§ Text provided

##############################

Tuesday, August 2, 2011

How Do You Measure Loss?

I moved it under to after the jump, 'cause the damn thing autoplays.






How do we measure loss?

How do we measure loss? We measure it in the faces of the dead. The faces that haunt our memories and our dreams. How do we measure loss? We measure it in our own faces, the ones we see in our mirror every day, because it has marked each of us. So how do we measure loss? When the scale of it becomes too hard to absorb any other way, we use numbers. How many killed, how many maimed, how many missing. And when those numbers become too vast to comprehend, as they did two years ago, we had to turn it around. We began to count the living. Those of us who survived to continue the saga of the human race. 44,035, the sum total of survivors from the Twelve Colonies who settled on New Caprica with President Gaius Baltar as their leader and protector. 38,838, our number the day after we escaped. And the missing number, the one no one wants to face? 5,197. 5,197 of us killed, left behind or simply disappeared. 5,197 of all that remains of the human race, lost. The citizens of the Twelve Colonies entrusted their fate and their lives to Gaius Baltar. What we received was a reign of terror that staggers our mind and breaks our hearts. Instead of guidance, we got tyranny. Instead of justice, we got oppression. Instead of a president, we got a murderer. Today humanity holds him accountable for his crime. Gauis Baltar is not a victim. Gauis Baltar chose to side with the Cylons and to actively seek the deaths of his fellow citizens. For that he must pay the ultimate price.


-Prosecutor Cassidey, during the Trial of Gaius Baltar, Battlestar Galactica, "Crossroads, Part 1"

When I started this site, I talked a little about how I've been through a lot the past few years. I've sort of touched upon some of it, but there's still a lot that I haven't written about. Tonight, I'd like to talk about loss. I've always liked that monologue from Battlestar Galactica, because it was the first time that I had thought about taking that feeling of loss, and applying some sort of measurement to it.

##############################

§ Recorded data
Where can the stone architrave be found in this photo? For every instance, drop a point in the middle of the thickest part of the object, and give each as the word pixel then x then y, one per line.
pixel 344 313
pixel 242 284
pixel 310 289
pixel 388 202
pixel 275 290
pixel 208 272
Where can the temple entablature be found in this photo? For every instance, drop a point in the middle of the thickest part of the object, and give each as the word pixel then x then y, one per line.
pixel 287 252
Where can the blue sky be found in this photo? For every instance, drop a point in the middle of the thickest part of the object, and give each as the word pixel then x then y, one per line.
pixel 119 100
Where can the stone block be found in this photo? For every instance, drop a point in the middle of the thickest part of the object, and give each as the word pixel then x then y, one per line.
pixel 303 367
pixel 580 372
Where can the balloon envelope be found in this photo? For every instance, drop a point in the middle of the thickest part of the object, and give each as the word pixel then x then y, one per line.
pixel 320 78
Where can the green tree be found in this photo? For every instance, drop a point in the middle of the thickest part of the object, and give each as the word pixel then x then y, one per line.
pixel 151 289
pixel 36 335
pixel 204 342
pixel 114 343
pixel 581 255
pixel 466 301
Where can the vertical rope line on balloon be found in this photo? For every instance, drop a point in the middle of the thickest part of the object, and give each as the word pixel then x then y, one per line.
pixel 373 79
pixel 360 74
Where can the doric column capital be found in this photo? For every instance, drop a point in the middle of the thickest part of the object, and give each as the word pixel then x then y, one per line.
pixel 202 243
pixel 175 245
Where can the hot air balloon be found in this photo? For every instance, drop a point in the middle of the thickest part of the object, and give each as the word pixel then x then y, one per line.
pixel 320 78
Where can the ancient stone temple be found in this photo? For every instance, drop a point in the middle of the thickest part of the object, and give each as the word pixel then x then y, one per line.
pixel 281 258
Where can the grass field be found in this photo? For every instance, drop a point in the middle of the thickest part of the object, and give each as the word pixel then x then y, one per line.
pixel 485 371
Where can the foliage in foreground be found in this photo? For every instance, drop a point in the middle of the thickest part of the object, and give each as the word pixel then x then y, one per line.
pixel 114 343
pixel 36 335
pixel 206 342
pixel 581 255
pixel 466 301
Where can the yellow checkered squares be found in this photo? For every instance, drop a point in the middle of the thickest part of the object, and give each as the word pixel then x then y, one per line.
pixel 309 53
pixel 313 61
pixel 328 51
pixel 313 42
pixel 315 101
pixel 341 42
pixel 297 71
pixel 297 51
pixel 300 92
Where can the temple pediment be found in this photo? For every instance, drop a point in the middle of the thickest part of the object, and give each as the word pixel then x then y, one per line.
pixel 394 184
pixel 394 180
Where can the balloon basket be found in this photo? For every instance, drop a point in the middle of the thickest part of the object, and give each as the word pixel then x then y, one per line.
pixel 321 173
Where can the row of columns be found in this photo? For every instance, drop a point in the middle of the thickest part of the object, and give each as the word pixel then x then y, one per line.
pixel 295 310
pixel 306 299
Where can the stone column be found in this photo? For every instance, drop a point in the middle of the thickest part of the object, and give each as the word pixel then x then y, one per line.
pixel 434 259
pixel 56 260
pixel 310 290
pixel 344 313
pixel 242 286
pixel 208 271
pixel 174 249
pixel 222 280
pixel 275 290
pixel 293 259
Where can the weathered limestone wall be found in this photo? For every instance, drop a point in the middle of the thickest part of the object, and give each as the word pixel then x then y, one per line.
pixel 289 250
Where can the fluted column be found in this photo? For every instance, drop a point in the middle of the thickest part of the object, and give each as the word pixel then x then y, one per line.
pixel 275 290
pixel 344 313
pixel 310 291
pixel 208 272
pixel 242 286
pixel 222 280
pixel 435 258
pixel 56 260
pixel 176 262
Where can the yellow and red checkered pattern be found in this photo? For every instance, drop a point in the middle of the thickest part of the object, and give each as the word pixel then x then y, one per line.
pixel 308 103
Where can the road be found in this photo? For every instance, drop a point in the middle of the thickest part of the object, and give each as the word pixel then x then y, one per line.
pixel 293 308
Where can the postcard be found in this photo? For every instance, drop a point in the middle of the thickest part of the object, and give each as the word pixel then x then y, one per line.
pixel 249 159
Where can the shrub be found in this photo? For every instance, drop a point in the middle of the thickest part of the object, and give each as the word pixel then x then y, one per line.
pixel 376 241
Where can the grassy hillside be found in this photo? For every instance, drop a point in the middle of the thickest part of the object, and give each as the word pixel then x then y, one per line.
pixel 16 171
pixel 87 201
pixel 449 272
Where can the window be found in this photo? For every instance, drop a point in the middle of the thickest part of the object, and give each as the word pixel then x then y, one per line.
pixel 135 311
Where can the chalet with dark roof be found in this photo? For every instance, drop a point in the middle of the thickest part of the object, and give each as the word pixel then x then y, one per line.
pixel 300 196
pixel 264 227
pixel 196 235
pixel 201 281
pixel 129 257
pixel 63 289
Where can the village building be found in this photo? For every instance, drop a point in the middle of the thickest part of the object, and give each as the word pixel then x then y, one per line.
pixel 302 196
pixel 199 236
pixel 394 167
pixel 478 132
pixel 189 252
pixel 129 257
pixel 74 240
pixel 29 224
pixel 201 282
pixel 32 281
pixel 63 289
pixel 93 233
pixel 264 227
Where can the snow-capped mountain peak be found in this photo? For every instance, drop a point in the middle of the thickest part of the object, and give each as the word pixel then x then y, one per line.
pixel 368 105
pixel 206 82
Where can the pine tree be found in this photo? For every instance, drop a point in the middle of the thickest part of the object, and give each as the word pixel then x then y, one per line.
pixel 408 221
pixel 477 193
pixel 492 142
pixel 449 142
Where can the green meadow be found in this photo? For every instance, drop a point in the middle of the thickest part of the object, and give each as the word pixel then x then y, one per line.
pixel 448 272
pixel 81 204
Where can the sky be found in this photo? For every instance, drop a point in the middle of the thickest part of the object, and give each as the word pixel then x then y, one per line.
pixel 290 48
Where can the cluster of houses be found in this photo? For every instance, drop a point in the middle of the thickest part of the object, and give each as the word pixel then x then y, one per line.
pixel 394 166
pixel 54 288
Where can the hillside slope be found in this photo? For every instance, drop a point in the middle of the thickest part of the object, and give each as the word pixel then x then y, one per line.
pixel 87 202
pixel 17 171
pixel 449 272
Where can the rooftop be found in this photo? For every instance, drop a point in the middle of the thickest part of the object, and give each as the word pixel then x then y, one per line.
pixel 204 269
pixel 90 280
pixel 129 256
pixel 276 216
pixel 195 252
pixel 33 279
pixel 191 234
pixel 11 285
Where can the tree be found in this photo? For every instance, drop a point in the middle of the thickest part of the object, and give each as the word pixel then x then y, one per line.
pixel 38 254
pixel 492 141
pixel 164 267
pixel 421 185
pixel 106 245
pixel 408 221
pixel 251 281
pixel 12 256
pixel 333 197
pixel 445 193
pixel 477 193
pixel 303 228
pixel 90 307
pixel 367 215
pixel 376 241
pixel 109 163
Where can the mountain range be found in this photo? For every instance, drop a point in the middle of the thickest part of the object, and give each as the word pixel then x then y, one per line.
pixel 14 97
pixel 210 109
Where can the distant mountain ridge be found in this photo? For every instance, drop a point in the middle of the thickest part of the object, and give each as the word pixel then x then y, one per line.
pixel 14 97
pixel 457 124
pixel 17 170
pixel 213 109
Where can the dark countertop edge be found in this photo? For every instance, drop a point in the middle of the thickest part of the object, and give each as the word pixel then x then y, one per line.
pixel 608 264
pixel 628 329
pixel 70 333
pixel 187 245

##############################

§ Task list
1 – In the blog post on measuring loss, reproduce word for word the passage starting at "-Prosecutor Cassidey, during" and ending at "measurement to it.".
2 – In the blog post on measuring loss, what figure does the prosecutor give for the survivors from the Twelve Colonies who settled on New Caprica?
You won't need the rows for this.

§ Answers for this exercise
1 –
-Prosecutor Cassidey, during the Trial of Gaius Baltar, Battlestar Galactica, "Crossroads, Part 1"

When I started this site, I talked a little about how I've been through a lot the past few years. I've sort of touched upon some of it, but there's still a lot that I haven't written about. Tonight, I'd like to talk about loss. I've always liked that monologue from Battlestar Galactica, because it was the first time that I had thought about taking that feeling of loss, and applying some sort of measurement to it.

2 – 44,035